Beginning with the line that contains "# locate tail", transcribe every line down to the end of the entries, exactly, and no other lines.

*INPUT RECORDS*.
*** Block opens ***

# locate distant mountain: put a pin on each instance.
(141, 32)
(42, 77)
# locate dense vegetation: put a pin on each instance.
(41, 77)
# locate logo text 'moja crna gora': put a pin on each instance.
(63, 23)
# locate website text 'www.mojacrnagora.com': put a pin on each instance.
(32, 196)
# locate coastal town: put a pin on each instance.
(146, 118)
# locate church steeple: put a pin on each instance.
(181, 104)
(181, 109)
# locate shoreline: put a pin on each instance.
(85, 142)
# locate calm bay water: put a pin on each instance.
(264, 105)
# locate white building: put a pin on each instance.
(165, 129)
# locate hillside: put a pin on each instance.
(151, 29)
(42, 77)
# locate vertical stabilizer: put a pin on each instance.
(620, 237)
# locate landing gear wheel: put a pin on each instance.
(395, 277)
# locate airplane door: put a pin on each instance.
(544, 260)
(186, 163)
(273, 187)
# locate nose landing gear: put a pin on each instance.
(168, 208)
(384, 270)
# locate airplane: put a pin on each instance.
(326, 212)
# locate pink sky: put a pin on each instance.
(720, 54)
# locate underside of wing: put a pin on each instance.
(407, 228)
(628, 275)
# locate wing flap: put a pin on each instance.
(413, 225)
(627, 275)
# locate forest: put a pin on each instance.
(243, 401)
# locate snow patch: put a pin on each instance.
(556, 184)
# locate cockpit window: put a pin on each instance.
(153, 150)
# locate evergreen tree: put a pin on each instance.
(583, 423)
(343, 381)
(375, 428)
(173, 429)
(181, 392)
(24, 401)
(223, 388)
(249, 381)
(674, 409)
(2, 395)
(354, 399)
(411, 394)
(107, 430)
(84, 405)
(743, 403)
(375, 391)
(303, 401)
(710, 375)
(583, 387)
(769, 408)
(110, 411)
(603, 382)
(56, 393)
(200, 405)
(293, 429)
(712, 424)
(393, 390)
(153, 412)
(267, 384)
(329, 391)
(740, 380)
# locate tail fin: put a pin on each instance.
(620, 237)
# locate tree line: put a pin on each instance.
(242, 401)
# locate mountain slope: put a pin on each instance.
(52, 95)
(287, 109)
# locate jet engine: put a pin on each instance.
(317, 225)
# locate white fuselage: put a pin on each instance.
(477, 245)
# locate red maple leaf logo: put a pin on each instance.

*** Block closes ***

*RESPONSE TO THIS EXERCISE*.
# locate tail fin: put a pin on each instance.
(620, 237)
# locate tree line: put a pin on each instance.
(242, 401)
# locate mountain slope: put a pin on each instance.
(52, 95)
(287, 109)
# locate jet engine: put a pin on each instance.
(317, 225)
# locate white fuselage: put a pin on each instance.
(477, 245)
# locate red maple leaf logo: put a pin on each instance.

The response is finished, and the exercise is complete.